Please write out again the lines starting with the one containing "A single point falls on each instance of the wooden trim" and going on through the end of the data, requests included, with each answer coordinate scaled by 1.2 and rounded to a whole number, halves going up. Keep the numbers in the requests and their format samples unchanged, and give no other lines.

■ Supplied material
►
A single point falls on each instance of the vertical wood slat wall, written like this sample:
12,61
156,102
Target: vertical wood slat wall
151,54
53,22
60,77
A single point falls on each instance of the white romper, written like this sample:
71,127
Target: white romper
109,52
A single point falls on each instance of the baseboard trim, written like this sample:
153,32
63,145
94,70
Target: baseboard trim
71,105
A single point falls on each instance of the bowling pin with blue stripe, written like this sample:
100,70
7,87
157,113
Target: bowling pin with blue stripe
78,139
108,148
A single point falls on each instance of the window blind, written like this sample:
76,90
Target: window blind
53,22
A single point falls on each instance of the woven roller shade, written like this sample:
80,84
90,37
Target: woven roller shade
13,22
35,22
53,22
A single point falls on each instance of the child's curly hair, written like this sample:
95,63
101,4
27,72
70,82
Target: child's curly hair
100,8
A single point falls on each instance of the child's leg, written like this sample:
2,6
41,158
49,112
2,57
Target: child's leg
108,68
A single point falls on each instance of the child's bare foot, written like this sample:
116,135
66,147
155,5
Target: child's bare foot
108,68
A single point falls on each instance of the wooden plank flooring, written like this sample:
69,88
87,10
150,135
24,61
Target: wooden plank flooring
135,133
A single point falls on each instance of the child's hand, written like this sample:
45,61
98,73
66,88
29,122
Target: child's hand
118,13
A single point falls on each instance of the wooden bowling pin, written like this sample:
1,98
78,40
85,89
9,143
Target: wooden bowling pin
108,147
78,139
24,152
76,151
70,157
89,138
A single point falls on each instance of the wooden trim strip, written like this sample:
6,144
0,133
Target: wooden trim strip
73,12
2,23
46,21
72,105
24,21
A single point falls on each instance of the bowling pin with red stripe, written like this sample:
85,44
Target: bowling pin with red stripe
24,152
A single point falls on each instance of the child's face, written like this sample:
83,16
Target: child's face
◄
■ Task response
A single point falls on each instance of the wooden trim strip, written like this sample:
6,144
0,133
Target: wooden trim strip
88,14
2,28
55,25
86,126
29,25
A single point falls on each instance of the bowling pin with red stripe, written like this sample:
85,44
Target: bowling pin with red stripe
29,182
A single point falls on each instance of the child's face, written like this sample:
83,16
Target: child's face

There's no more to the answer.